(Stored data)
###
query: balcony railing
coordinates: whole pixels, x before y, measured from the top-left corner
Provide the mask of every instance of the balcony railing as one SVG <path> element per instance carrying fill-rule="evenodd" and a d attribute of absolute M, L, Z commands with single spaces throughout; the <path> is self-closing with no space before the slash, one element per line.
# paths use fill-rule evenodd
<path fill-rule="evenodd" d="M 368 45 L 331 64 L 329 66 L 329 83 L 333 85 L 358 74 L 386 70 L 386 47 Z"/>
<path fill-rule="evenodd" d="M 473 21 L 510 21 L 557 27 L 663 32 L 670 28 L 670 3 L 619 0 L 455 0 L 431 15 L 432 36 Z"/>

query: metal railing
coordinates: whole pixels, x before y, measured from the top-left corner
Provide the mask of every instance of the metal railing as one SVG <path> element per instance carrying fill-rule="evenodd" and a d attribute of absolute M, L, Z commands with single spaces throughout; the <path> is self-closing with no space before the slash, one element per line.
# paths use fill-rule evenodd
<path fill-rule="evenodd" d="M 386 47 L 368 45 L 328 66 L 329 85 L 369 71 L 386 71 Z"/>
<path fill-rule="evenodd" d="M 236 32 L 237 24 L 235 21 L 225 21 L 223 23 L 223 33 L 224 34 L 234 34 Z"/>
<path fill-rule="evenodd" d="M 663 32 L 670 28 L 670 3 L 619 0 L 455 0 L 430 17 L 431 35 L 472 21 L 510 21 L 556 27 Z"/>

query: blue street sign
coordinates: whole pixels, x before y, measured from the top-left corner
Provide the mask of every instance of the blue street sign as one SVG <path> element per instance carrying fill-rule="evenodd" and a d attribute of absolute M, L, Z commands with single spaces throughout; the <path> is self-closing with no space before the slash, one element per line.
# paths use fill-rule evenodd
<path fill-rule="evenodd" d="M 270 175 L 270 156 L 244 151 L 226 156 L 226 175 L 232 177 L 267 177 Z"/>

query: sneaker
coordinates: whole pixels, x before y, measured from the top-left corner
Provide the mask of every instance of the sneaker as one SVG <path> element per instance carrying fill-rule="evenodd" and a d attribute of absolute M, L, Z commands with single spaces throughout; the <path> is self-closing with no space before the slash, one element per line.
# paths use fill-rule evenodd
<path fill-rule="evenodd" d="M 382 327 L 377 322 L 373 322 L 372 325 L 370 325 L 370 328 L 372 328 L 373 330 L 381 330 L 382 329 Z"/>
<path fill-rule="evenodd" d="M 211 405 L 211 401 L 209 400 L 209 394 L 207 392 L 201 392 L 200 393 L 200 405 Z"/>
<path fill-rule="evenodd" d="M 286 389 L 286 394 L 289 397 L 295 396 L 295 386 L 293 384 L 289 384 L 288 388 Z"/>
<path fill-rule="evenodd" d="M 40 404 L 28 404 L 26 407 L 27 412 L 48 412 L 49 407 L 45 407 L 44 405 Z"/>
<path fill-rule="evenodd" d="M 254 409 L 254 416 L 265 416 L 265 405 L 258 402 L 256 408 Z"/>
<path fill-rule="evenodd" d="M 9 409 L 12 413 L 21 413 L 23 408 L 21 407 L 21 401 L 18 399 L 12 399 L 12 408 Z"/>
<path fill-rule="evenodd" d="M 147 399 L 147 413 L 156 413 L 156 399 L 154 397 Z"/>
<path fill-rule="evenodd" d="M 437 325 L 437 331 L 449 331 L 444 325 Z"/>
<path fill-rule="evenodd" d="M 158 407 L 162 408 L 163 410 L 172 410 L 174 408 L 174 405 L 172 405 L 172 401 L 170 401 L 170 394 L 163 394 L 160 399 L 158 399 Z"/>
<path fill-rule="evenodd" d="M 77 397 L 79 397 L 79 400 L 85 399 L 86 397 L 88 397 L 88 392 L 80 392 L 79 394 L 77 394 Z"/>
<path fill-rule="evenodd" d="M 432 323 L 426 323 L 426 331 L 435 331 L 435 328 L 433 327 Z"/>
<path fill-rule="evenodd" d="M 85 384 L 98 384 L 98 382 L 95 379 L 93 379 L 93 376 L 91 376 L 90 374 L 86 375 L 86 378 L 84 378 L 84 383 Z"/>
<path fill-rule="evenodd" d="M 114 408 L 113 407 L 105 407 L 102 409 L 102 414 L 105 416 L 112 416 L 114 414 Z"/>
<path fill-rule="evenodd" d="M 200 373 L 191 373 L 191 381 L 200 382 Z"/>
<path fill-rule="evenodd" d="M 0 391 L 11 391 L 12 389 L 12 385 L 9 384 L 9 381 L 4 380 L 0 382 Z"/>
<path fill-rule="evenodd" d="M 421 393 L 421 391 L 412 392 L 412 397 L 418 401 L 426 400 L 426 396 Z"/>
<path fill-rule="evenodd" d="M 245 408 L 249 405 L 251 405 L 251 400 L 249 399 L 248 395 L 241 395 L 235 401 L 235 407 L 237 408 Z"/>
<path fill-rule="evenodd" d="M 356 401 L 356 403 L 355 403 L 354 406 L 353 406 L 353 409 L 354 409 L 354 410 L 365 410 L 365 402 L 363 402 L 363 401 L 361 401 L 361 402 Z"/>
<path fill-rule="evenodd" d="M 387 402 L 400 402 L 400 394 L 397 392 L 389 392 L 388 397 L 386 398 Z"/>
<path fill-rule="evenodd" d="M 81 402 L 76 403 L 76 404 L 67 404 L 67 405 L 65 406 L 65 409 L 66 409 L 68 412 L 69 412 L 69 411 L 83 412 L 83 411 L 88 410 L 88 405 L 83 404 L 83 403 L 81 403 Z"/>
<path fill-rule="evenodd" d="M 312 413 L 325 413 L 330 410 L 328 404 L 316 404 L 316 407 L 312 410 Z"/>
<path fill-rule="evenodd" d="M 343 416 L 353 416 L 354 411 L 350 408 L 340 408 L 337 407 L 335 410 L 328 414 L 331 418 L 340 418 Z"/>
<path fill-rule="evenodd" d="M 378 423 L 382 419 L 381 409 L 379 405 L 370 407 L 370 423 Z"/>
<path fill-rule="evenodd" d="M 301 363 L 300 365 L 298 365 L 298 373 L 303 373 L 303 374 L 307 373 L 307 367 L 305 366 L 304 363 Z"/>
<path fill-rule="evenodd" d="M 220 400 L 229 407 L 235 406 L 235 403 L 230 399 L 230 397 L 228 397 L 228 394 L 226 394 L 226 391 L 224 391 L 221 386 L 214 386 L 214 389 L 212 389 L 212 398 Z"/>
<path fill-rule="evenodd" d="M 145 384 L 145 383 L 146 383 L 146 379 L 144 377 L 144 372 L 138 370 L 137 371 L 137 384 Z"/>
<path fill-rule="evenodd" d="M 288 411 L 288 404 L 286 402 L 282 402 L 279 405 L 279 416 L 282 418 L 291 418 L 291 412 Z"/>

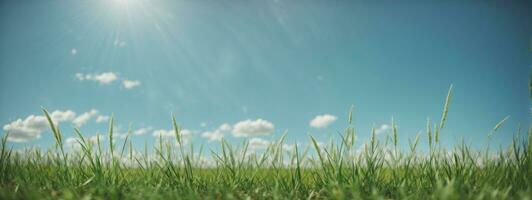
###
In the records above, which lines hold the string "element"? Copy each one.

Provide the mask of every instance of the balcony railing as one SVG <path> element per instance carrying fill-rule="evenodd" and a d attribute of absolute M, L, Z commands with single spaces throughout; the <path> is self-closing with no space before the slash, one element per line.
Provide the mask of every instance of the metal railing as one SVG <path> element per instance carrying fill-rule="evenodd" and a d attribute of absolute M, L, Z commands with single spaces throughout; the <path> is self-closing with no space before the slash, one element per line.
Provide the mask of every instance of the blue street sign as one SVG <path> element per instance carrying fill-rule="evenodd" and a d attribute of absolute M, L, Z commands with single spaces throughout; the <path> is self-closing with no space before the slash, one element per line.
Provide the mask of every instance of the sneaker as one SVG <path> element per instance carrying fill-rule="evenodd" and a d attribute of absolute M, L, Z commands with single spaces throughout; the <path> is self-closing with no space before the slash, one element per line.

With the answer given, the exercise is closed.